> Required actions
1: Update the SQL ordering notebook between "import sqlite3" and "Path(DB_FILE).unlink(missing_ok=True)", inclusive, and replace "class.db" with "lesson.db".
2: List every module that the setup code of the SQL ordering notebook imports or imports names from.

> Extract to read
☆ ☆ ☆ ☆

# SQL Ordering

So far, you’ve learned how to retrieve data from one table, combine multiple tables with joins, and filter exactly the rows you need.

But getting the *right* data is only half the job.

In real analysis, **how the results are arranged matters just as much**, whether you're ranking sales, finding the newest records, or sorting customers alphabetically.

In this notebook, you’ll learn how to control the order of your results using SQL.

Let’s get started.


## **SQL Environment Setup (do not edit)**

In [1]:
# @title

%%capture
!mkdir -p notebook_lib
!wget -q -O notebook_lib/sql_runner.py \
  https://raw.githubusercontent.com/Haross/sql_notebook/main/notebook_lib/sql_runner.py
!wget -q -O notebook_lib/validators.py \
  https://raw.githubusercontent.com/Haross/sql_notebook/main/notebook_lib/validators.py

from notebook_lib.sql_runner import make_sql_runner
from notebook_lib.validators import make_df_validator_nospoilers, check_process_rules

import sqlite3
import pandas as pd
from pathlib import Path


In [2]:
# @title

DB_FILE = 'class.db'

if DB_FILE != ":memory:":
    Path(DB_FILE).unlink(missing_ok=True)

conn = sqlite3.connect(DB_FILE)
conn.execute("PRAGMA foreign_keys = ON;")

☆ ☆ ☆ ☆

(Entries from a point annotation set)
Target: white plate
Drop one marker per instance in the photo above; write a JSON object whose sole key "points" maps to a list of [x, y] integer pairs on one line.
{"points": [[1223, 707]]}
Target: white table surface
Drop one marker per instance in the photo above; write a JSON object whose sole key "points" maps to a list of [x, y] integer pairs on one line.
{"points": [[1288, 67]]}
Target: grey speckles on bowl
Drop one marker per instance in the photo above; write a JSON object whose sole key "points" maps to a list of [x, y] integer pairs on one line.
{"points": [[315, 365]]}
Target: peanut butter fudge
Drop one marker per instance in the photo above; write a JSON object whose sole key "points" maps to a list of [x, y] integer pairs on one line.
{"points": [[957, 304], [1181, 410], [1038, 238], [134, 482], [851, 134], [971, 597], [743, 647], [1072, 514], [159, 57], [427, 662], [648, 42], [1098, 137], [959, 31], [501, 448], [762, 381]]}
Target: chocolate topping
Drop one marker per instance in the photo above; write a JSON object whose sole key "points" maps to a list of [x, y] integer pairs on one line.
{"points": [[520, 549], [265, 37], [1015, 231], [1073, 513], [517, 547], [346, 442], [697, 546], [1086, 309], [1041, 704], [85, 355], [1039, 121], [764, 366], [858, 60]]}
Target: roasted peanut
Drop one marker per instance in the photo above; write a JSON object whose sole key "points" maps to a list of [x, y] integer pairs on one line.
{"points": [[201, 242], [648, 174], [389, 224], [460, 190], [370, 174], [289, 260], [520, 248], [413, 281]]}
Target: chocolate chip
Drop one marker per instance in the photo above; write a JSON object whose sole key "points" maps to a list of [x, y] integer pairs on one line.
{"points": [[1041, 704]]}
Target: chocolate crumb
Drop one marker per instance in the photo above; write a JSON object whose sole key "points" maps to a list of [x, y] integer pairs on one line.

☆ ☆ ☆ ☆

> Solutions to the problems
1:
import sqlite3
import pandas as pd
from pathlib import Path


In [2]:
# @title

DB_FILE = 'lesson.db'

if DB_FILE != ":memory:":
    Path(DB_FILE).unlink(missing_ok=True)

2:
notebook_lib.sql_runner
notebook_lib.validators
sqlite3
pandas
pathlib